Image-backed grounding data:
================================
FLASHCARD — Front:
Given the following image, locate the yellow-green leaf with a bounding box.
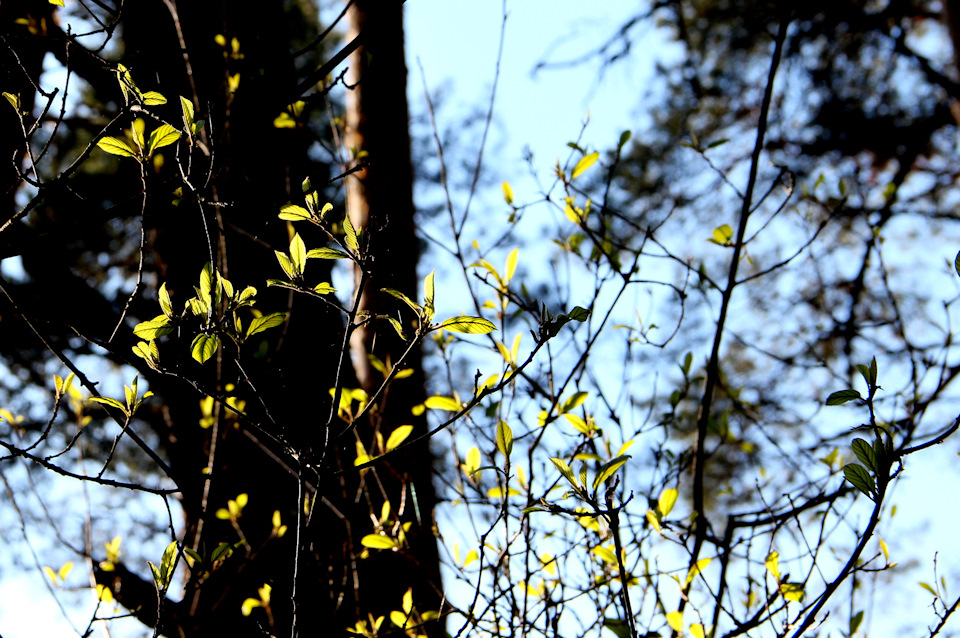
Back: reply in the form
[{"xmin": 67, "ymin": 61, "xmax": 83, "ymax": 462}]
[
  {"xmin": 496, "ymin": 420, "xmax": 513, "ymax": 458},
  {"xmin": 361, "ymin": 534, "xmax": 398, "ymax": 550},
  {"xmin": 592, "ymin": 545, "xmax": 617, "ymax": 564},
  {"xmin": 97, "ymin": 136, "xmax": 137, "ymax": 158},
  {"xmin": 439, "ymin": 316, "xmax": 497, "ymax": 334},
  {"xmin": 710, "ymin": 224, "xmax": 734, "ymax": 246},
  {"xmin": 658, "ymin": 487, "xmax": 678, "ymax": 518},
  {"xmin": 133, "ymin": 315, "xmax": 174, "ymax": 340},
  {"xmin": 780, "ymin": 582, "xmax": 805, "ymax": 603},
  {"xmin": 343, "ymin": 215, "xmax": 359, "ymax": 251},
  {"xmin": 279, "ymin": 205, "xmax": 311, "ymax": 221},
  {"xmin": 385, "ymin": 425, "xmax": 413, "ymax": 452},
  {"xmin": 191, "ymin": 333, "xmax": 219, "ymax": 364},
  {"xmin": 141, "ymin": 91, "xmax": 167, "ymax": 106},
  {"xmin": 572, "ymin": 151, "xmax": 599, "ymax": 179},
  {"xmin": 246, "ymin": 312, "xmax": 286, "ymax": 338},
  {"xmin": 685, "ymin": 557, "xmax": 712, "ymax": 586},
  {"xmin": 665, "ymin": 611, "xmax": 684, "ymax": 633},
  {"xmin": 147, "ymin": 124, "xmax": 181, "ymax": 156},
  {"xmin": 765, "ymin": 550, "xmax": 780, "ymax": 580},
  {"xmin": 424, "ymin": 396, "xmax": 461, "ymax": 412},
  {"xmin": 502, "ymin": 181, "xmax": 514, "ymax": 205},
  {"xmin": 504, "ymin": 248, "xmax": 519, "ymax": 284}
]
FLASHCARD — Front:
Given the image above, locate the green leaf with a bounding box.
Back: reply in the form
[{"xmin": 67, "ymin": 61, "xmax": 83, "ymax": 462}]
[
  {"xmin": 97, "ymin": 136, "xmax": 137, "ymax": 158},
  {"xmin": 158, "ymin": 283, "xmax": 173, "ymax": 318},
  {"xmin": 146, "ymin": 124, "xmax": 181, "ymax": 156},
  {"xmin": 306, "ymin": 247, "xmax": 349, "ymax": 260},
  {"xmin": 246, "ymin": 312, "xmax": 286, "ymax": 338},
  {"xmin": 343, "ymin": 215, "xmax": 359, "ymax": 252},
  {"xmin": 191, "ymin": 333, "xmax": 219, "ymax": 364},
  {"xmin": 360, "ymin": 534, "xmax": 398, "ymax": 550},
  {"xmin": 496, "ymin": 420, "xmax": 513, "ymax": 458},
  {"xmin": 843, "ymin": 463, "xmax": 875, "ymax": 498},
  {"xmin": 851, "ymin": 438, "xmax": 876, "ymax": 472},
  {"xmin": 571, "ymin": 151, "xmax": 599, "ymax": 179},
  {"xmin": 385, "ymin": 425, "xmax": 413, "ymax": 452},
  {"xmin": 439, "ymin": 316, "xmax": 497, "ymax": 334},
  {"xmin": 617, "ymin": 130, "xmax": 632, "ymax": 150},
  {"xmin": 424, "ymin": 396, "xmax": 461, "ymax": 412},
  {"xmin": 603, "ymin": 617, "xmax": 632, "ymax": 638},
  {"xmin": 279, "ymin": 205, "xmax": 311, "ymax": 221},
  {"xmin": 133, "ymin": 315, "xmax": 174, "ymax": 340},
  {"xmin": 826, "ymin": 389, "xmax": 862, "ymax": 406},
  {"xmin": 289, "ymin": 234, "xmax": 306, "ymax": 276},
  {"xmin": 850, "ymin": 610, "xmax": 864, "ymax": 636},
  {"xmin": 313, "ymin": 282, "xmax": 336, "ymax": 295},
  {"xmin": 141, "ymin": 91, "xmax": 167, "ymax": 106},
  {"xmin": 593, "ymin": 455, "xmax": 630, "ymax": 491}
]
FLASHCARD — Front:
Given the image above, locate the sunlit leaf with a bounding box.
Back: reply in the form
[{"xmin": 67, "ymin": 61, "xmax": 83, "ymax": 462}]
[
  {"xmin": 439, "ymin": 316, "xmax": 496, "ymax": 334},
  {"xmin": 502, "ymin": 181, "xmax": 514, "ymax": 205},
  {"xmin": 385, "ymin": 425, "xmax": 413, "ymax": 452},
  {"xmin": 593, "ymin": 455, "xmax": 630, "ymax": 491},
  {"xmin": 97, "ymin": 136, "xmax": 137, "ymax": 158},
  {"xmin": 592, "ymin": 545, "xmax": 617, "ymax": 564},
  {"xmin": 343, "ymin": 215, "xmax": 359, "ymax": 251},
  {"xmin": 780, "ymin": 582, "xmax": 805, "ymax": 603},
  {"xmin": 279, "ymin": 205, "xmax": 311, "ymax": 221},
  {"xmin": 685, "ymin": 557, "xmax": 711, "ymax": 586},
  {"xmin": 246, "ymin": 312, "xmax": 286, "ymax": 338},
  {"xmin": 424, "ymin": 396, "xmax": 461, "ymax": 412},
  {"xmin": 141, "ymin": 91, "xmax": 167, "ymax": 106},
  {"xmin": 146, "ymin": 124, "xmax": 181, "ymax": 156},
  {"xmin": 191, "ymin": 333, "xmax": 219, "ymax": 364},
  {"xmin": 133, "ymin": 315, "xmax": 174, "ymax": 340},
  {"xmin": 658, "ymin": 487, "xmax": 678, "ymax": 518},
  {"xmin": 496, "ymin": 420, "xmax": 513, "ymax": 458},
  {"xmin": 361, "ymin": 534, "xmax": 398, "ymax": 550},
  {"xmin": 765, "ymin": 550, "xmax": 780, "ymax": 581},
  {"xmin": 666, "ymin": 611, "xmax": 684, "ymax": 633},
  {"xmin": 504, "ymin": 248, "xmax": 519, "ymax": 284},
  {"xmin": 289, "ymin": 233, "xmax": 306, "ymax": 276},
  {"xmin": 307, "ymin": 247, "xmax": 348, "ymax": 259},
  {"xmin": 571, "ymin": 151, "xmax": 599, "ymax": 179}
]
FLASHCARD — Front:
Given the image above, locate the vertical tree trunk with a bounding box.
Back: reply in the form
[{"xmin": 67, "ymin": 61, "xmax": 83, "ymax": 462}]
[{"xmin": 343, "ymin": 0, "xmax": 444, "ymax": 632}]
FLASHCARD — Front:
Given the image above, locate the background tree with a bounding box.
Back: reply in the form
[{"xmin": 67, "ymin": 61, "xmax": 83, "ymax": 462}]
================================
_Problem statement_
With the pictures set aside, repeat every entry above exactly.

_Solution_
FLASHCARD — Front:
Given the following image, locate the yellow-green leaf with a bounding box.
Back: reply in the form
[{"xmin": 67, "ymin": 61, "xmax": 83, "ymax": 462}]
[
  {"xmin": 496, "ymin": 420, "xmax": 513, "ymax": 458},
  {"xmin": 361, "ymin": 534, "xmax": 398, "ymax": 550},
  {"xmin": 592, "ymin": 545, "xmax": 617, "ymax": 564},
  {"xmin": 97, "ymin": 136, "xmax": 137, "ymax": 158},
  {"xmin": 439, "ymin": 316, "xmax": 497, "ymax": 334},
  {"xmin": 710, "ymin": 224, "xmax": 734, "ymax": 246},
  {"xmin": 658, "ymin": 487, "xmax": 678, "ymax": 518},
  {"xmin": 133, "ymin": 315, "xmax": 174, "ymax": 340},
  {"xmin": 780, "ymin": 582, "xmax": 805, "ymax": 603},
  {"xmin": 343, "ymin": 215, "xmax": 359, "ymax": 251},
  {"xmin": 279, "ymin": 205, "xmax": 311, "ymax": 221},
  {"xmin": 385, "ymin": 425, "xmax": 413, "ymax": 452},
  {"xmin": 191, "ymin": 333, "xmax": 219, "ymax": 364},
  {"xmin": 141, "ymin": 91, "xmax": 167, "ymax": 106},
  {"xmin": 572, "ymin": 151, "xmax": 599, "ymax": 179},
  {"xmin": 246, "ymin": 312, "xmax": 286, "ymax": 338},
  {"xmin": 685, "ymin": 557, "xmax": 712, "ymax": 586},
  {"xmin": 665, "ymin": 611, "xmax": 684, "ymax": 633},
  {"xmin": 147, "ymin": 124, "xmax": 181, "ymax": 156},
  {"xmin": 765, "ymin": 550, "xmax": 780, "ymax": 580},
  {"xmin": 424, "ymin": 396, "xmax": 461, "ymax": 412},
  {"xmin": 502, "ymin": 181, "xmax": 514, "ymax": 205},
  {"xmin": 504, "ymin": 248, "xmax": 519, "ymax": 284}
]
FLASHCARD — Front:
Given the image above, locate the green leaf with a bounding box.
Back: reply in the form
[{"xmin": 67, "ymin": 61, "xmax": 83, "ymax": 462}]
[
  {"xmin": 97, "ymin": 136, "xmax": 137, "ymax": 158},
  {"xmin": 158, "ymin": 283, "xmax": 173, "ymax": 318},
  {"xmin": 146, "ymin": 124, "xmax": 181, "ymax": 156},
  {"xmin": 306, "ymin": 247, "xmax": 349, "ymax": 260},
  {"xmin": 246, "ymin": 312, "xmax": 286, "ymax": 338},
  {"xmin": 343, "ymin": 215, "xmax": 359, "ymax": 252},
  {"xmin": 191, "ymin": 333, "xmax": 219, "ymax": 364},
  {"xmin": 360, "ymin": 534, "xmax": 398, "ymax": 550},
  {"xmin": 496, "ymin": 420, "xmax": 513, "ymax": 458},
  {"xmin": 843, "ymin": 463, "xmax": 875, "ymax": 498},
  {"xmin": 851, "ymin": 438, "xmax": 876, "ymax": 472},
  {"xmin": 571, "ymin": 151, "xmax": 599, "ymax": 179},
  {"xmin": 385, "ymin": 425, "xmax": 413, "ymax": 452},
  {"xmin": 439, "ymin": 316, "xmax": 497, "ymax": 334},
  {"xmin": 617, "ymin": 130, "xmax": 632, "ymax": 150},
  {"xmin": 424, "ymin": 396, "xmax": 461, "ymax": 412},
  {"xmin": 603, "ymin": 617, "xmax": 632, "ymax": 638},
  {"xmin": 279, "ymin": 205, "xmax": 311, "ymax": 221},
  {"xmin": 133, "ymin": 315, "xmax": 174, "ymax": 340},
  {"xmin": 826, "ymin": 389, "xmax": 862, "ymax": 406},
  {"xmin": 289, "ymin": 234, "xmax": 306, "ymax": 276},
  {"xmin": 850, "ymin": 610, "xmax": 864, "ymax": 636},
  {"xmin": 313, "ymin": 282, "xmax": 336, "ymax": 295},
  {"xmin": 141, "ymin": 91, "xmax": 167, "ymax": 106},
  {"xmin": 593, "ymin": 455, "xmax": 630, "ymax": 491}
]
FLASHCARD — Front:
Given the image above, locate the sunlit leaf with a bounding box.
Back: reply in the form
[{"xmin": 67, "ymin": 61, "xmax": 83, "ymax": 462}]
[
  {"xmin": 439, "ymin": 316, "xmax": 496, "ymax": 334},
  {"xmin": 502, "ymin": 181, "xmax": 514, "ymax": 205},
  {"xmin": 385, "ymin": 425, "xmax": 413, "ymax": 452},
  {"xmin": 593, "ymin": 455, "xmax": 630, "ymax": 491},
  {"xmin": 97, "ymin": 136, "xmax": 137, "ymax": 158},
  {"xmin": 592, "ymin": 545, "xmax": 617, "ymax": 564},
  {"xmin": 343, "ymin": 215, "xmax": 359, "ymax": 251},
  {"xmin": 780, "ymin": 582, "xmax": 805, "ymax": 603},
  {"xmin": 279, "ymin": 205, "xmax": 311, "ymax": 221},
  {"xmin": 685, "ymin": 557, "xmax": 711, "ymax": 586},
  {"xmin": 246, "ymin": 312, "xmax": 286, "ymax": 338},
  {"xmin": 424, "ymin": 396, "xmax": 461, "ymax": 412},
  {"xmin": 141, "ymin": 91, "xmax": 167, "ymax": 106},
  {"xmin": 146, "ymin": 124, "xmax": 181, "ymax": 156},
  {"xmin": 191, "ymin": 333, "xmax": 219, "ymax": 364},
  {"xmin": 133, "ymin": 315, "xmax": 174, "ymax": 340},
  {"xmin": 658, "ymin": 487, "xmax": 678, "ymax": 518},
  {"xmin": 496, "ymin": 420, "xmax": 513, "ymax": 458},
  {"xmin": 361, "ymin": 534, "xmax": 398, "ymax": 550},
  {"xmin": 765, "ymin": 550, "xmax": 780, "ymax": 581},
  {"xmin": 666, "ymin": 611, "xmax": 684, "ymax": 633},
  {"xmin": 504, "ymin": 248, "xmax": 519, "ymax": 284},
  {"xmin": 289, "ymin": 233, "xmax": 306, "ymax": 276},
  {"xmin": 307, "ymin": 247, "xmax": 348, "ymax": 259},
  {"xmin": 571, "ymin": 151, "xmax": 599, "ymax": 179}
]
FLASHCARD — Front:
Given the image above, locate the vertical tree trunk with a bounding box.
Back: reply in the form
[{"xmin": 67, "ymin": 61, "xmax": 83, "ymax": 462}]
[{"xmin": 343, "ymin": 0, "xmax": 444, "ymax": 632}]
FLASHCARD — Front:
Given the image above, locate the background tree with a bounding box.
Back: reply in the form
[{"xmin": 67, "ymin": 61, "xmax": 83, "ymax": 462}]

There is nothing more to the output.